→ **Given task**:
Extract every line of the listing below that contains the word "white", matching case exactly.

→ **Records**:

--- --- ---

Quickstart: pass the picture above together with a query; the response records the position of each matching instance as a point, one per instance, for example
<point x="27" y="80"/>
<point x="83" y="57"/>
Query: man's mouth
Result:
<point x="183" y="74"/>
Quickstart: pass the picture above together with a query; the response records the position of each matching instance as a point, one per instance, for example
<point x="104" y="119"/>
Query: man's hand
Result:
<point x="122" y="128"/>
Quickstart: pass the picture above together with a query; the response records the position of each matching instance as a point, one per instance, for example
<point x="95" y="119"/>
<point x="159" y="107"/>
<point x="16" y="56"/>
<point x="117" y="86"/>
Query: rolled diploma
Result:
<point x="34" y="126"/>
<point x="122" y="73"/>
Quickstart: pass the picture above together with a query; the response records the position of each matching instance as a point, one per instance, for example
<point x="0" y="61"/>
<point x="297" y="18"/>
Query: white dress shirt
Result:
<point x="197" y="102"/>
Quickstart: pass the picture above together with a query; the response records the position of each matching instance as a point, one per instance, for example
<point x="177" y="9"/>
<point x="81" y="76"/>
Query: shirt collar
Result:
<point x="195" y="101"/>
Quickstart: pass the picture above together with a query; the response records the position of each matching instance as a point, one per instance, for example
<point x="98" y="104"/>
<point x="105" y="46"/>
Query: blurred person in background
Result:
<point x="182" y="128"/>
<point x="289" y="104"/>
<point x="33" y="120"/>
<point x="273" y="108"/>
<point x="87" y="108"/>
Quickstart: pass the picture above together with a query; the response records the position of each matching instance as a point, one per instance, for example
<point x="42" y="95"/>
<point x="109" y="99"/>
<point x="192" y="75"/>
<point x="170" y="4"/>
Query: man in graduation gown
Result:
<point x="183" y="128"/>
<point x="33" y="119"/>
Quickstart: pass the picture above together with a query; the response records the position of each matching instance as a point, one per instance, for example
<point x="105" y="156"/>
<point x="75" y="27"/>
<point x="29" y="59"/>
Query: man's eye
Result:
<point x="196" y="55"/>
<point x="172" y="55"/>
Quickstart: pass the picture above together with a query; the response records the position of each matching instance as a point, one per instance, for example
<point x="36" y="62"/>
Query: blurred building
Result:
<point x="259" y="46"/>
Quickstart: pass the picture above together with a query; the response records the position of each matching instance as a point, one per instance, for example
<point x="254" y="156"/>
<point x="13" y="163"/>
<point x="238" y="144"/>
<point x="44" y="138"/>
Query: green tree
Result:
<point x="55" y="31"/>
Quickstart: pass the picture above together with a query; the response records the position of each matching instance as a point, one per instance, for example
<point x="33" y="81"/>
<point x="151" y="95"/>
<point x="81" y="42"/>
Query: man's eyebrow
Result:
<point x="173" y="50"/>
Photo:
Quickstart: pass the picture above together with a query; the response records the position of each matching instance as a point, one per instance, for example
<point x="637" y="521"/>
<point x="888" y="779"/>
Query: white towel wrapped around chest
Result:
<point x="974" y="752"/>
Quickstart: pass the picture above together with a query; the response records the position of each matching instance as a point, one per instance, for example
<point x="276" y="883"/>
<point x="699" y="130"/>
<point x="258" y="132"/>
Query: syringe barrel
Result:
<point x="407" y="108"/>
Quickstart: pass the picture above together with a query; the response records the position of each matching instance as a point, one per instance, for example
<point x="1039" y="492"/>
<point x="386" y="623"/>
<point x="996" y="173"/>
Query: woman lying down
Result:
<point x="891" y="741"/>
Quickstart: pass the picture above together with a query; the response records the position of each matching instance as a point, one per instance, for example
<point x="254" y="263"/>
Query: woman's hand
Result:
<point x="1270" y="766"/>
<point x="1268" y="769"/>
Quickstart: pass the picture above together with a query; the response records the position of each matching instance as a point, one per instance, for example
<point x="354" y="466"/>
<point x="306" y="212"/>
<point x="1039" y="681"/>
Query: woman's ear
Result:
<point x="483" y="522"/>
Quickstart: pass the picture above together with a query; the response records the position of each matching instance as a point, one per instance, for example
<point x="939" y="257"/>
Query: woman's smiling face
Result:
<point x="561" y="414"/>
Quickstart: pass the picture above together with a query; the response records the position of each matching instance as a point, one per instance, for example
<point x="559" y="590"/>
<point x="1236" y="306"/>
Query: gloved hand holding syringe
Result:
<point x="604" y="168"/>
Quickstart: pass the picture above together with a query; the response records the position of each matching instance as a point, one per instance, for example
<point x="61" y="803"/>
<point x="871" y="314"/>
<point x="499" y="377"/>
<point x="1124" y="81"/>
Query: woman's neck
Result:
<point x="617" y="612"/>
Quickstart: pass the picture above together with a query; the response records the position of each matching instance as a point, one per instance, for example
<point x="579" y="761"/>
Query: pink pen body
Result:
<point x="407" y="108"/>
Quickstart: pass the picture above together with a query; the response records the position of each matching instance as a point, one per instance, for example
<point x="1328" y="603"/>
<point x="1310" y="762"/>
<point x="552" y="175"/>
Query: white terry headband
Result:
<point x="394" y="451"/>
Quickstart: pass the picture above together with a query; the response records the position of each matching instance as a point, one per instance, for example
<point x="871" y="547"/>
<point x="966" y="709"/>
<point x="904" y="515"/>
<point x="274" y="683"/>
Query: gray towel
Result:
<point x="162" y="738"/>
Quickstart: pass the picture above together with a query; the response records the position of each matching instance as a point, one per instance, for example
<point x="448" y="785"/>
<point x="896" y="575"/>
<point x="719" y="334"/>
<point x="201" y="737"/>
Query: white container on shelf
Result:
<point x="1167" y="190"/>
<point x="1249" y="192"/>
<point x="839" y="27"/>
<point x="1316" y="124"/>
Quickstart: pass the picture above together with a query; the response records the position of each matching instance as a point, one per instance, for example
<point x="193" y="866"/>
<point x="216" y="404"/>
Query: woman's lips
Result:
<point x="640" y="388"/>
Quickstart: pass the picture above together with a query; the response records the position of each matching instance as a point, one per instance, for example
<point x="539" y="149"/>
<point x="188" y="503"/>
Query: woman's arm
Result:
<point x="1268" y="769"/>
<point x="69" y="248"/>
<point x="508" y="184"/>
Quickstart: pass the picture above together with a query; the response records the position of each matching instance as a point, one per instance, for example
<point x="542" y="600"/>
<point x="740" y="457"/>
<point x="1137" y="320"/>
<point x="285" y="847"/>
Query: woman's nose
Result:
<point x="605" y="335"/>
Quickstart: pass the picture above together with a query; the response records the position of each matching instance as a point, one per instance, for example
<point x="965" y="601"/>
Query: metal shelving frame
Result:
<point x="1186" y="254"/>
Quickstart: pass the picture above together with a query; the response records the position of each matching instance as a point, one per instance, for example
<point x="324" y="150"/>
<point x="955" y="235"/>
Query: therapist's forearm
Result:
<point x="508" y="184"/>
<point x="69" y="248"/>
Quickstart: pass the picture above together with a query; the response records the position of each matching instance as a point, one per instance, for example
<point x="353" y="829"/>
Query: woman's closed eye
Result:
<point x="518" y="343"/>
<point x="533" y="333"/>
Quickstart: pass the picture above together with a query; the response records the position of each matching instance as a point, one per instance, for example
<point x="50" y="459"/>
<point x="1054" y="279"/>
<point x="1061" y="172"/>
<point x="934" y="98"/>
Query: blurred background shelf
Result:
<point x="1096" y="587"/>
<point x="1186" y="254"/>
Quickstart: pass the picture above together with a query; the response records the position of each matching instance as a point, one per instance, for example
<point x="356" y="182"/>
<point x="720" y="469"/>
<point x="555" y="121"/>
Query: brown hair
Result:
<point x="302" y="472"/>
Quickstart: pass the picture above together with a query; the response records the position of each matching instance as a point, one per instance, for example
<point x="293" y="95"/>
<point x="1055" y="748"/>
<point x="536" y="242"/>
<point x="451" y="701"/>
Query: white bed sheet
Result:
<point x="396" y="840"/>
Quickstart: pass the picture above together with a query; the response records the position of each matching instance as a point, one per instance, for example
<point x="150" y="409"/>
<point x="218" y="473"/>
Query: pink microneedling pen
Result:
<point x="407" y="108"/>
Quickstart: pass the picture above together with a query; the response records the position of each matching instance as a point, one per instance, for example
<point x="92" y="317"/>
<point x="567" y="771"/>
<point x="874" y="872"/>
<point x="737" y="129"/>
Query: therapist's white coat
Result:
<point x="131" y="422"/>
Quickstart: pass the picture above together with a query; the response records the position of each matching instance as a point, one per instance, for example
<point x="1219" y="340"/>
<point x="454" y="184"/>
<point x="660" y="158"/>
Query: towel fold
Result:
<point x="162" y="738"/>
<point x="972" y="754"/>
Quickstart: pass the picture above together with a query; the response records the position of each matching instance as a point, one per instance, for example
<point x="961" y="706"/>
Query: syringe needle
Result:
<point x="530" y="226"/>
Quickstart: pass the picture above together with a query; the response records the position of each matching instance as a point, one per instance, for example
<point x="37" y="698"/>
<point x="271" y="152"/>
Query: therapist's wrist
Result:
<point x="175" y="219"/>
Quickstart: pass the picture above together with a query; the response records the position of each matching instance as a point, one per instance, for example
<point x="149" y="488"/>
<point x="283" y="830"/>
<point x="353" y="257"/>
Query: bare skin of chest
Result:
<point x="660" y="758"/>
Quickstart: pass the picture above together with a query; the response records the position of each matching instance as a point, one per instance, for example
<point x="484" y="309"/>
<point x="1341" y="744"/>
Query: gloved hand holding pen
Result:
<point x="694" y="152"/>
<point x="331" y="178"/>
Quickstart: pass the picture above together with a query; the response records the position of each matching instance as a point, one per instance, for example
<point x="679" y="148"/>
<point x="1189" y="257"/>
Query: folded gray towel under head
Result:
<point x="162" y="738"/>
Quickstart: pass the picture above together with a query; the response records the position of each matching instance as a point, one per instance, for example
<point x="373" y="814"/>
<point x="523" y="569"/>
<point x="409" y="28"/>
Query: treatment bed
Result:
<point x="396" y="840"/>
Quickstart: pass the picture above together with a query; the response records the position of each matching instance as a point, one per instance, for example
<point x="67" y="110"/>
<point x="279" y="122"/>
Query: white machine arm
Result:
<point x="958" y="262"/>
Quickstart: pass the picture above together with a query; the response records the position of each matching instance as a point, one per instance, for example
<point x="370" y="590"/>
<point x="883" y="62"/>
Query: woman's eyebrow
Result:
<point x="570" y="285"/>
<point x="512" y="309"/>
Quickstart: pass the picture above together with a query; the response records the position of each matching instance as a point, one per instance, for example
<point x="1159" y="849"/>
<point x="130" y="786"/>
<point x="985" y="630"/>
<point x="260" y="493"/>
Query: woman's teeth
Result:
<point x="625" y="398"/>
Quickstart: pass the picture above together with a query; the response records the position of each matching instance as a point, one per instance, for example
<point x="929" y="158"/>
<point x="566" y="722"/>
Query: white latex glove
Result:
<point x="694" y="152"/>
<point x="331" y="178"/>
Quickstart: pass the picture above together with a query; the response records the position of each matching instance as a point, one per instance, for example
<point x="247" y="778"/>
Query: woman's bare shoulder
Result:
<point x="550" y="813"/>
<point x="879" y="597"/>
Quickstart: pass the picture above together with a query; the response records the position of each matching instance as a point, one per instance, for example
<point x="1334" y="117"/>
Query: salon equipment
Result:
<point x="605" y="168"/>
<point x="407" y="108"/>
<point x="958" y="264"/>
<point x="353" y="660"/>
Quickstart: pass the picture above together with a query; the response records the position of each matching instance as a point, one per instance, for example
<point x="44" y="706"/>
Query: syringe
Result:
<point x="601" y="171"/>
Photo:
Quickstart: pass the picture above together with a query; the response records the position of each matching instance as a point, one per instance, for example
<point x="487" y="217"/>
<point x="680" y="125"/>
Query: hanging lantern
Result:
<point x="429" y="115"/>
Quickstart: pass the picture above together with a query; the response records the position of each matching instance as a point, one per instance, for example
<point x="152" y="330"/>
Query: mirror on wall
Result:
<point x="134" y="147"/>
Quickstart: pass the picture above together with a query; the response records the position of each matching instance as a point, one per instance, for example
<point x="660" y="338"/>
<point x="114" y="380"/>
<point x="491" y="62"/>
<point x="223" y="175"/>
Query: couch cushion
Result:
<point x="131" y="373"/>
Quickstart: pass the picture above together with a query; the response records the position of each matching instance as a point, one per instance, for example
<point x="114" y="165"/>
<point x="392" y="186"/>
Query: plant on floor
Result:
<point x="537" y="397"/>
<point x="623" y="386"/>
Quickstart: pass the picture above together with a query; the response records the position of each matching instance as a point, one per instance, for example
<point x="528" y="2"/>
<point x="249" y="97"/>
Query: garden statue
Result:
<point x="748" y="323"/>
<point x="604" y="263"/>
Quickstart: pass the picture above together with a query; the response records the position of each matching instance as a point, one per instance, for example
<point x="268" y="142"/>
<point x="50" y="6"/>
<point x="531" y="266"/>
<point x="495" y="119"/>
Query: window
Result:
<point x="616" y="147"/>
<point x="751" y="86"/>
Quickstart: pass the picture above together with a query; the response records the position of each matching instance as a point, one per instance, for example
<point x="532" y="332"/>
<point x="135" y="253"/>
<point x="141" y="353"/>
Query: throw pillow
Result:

--- --- ---

→ **Output**:
Query: white dress shirt
Query: white towel wrapped around chest
Query: white terry headband
Query: white container on shelf
Query: white bed sheet
Query: therapist's white coat
Query: white machine arm
Query: white latex glove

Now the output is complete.